Task to complete: Exactly as they appear, output all of the entries.

Data records
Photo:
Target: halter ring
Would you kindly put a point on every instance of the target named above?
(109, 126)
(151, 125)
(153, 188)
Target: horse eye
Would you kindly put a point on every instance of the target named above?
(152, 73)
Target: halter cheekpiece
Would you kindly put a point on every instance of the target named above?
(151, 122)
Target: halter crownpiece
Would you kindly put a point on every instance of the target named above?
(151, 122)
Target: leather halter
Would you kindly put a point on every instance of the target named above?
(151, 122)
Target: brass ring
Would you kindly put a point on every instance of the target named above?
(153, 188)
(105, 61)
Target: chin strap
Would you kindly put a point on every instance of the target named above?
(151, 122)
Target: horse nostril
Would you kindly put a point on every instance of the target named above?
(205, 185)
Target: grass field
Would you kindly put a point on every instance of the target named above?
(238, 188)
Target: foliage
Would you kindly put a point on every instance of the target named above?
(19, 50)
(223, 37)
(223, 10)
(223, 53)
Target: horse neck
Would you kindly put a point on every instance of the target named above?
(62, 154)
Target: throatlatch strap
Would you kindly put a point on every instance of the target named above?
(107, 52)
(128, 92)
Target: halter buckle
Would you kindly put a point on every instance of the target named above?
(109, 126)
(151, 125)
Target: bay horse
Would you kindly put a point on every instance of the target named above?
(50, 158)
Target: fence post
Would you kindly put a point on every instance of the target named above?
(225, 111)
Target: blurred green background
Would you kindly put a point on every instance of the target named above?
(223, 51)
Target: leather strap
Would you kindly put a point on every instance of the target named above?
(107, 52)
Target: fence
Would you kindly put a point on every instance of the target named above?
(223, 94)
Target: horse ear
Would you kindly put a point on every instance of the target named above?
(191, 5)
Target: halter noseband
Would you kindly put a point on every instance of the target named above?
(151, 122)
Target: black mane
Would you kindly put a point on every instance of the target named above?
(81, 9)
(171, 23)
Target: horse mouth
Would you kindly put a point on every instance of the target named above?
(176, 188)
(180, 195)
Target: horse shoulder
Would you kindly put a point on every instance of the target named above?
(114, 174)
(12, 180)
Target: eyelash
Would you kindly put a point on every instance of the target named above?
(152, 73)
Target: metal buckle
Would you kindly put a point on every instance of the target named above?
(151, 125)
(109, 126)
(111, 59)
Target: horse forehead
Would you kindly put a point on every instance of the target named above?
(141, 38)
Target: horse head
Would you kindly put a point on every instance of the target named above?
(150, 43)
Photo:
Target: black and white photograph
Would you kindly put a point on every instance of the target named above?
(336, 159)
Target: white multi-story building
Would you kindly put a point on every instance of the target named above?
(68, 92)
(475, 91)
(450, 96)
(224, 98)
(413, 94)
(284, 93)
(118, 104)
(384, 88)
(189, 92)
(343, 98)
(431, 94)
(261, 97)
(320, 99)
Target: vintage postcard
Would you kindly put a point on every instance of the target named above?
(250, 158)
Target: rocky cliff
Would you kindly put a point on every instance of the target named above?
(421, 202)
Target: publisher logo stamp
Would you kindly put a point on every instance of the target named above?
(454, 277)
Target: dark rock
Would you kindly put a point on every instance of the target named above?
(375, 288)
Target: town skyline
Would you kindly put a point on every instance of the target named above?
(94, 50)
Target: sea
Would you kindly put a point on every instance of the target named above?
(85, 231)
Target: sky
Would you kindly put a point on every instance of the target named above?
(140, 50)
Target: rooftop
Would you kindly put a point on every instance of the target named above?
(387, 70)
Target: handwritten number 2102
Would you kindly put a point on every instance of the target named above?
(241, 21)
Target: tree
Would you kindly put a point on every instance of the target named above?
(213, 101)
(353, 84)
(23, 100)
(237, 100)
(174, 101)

Task output:
Photo:
Target: halter ring
Would you kindly put a point on every instance of the target named above?
(109, 126)
(151, 125)
(153, 188)
Target: horse eye
Would you kindly put a point on every instance of the target named above?
(152, 73)
Target: halter cheekpiece
Would you kindly put a point on every instance of the target named above?
(151, 122)
Target: halter crownpiece
Would you kindly put a point on every instance of the target named above?
(151, 122)
Target: leather halter
Would you kindly put a point on every instance of the target named above?
(151, 122)
Target: brass ring
Would you kindly put a point on every instance of the target named above?
(153, 188)
(105, 61)
Target: chin strap
Would you kindly put a point on every instance of the target named above?
(151, 122)
Target: horse nostril
Would you kindly put a point on every instance of the target named above?
(205, 185)
Target: grass field
Would you kindly put a point on every instance of the target named above?
(238, 188)
Target: foliage
Would you kindly put a point on every instance of the target named above?
(19, 50)
(223, 37)
(223, 10)
(223, 53)
Target: horse neck
Would you kindly put a point on every instance of the target named above?
(62, 154)
Target: throatlatch strap
Would you kindly put a point on every instance of the target named above?
(107, 52)
(128, 92)
Target: halter buckle
Would you kindly put a point on every instance of the target named above?
(109, 126)
(151, 125)
Target: bay horse
Would you kindly put a point on every instance of the target named above?
(50, 158)
Target: fence post
Would you kindly put a point on every instance of the target named above?
(225, 111)
Target: blurred green background
Would you kindly put a point on every instance of the target named above?
(223, 51)
Target: leather strap
Would you kindly put a point on every instance of the target named above?
(107, 52)
Target: fence
Would you kindly put a point on every instance of the target named above?
(223, 94)
Target: horse ear
Would you kindly put a point on every instance of the target named above?
(191, 5)
Target: halter noseband
Would you kindly put a point on every instance of the target named above?
(151, 122)
Target: black mane
Would you kindly put a point on every instance of the target named above?
(81, 9)
(171, 23)
Target: horse mouth
Would you kindly put a point on every instance of the target named above?
(176, 188)
(180, 195)
Target: horse shoulder
Would you kindly put a point on every instance of the target named above?
(114, 174)
(12, 180)
Target: eyelash
Would you kindly put a point on every instance of the target named above?
(152, 73)
Target: metal buckle
Would you kindly put a point on every instance of the target named above?
(151, 125)
(109, 126)
(111, 59)
Target: horse forehead
Would you kindly put a point on every instance of the target named above?
(141, 38)
Target: horse head
Would you kindly put a point on every instance of the target named above?
(150, 43)
Photo:
Target: black and white photograph
Would you kindly put a point on every instance of the target named above?
(336, 159)
Target: white multi-story building
Would you kindly put a point on every instance of the target named above?
(68, 92)
(475, 91)
(450, 96)
(224, 98)
(413, 94)
(284, 93)
(118, 104)
(384, 88)
(189, 92)
(343, 98)
(431, 94)
(261, 97)
(320, 99)
Target: vintage postcard
Would you kindly put a point on every instance of the target named above?
(250, 158)
Target: rocky cliff
Would you kindly put a point on every instance of the target named above?
(421, 202)
Target: publisher logo stamp
Would you kindly put a point on every instance of the target named above?
(454, 277)
Target: dark rock
Would you kindly put a point on every instance of the target named above?
(375, 288)
Target: town skyline
Would you kindly put a point on every instance of the target named above?
(94, 50)
Target: sea
Would you kindly put a point on every instance of the target named above?
(85, 231)
Target: sky
Would you kindly put a point on every instance of the target named above?
(140, 50)
Target: rooftop
Would you kindly put a point on every instance of the target named above?
(387, 70)
Target: handwritten number 2102
Would you kindly put a point on every instance of the target named above?
(241, 21)
Target: tree
Would you kindly put a point on every instance of the target named above?
(213, 101)
(353, 84)
(23, 100)
(237, 100)
(174, 101)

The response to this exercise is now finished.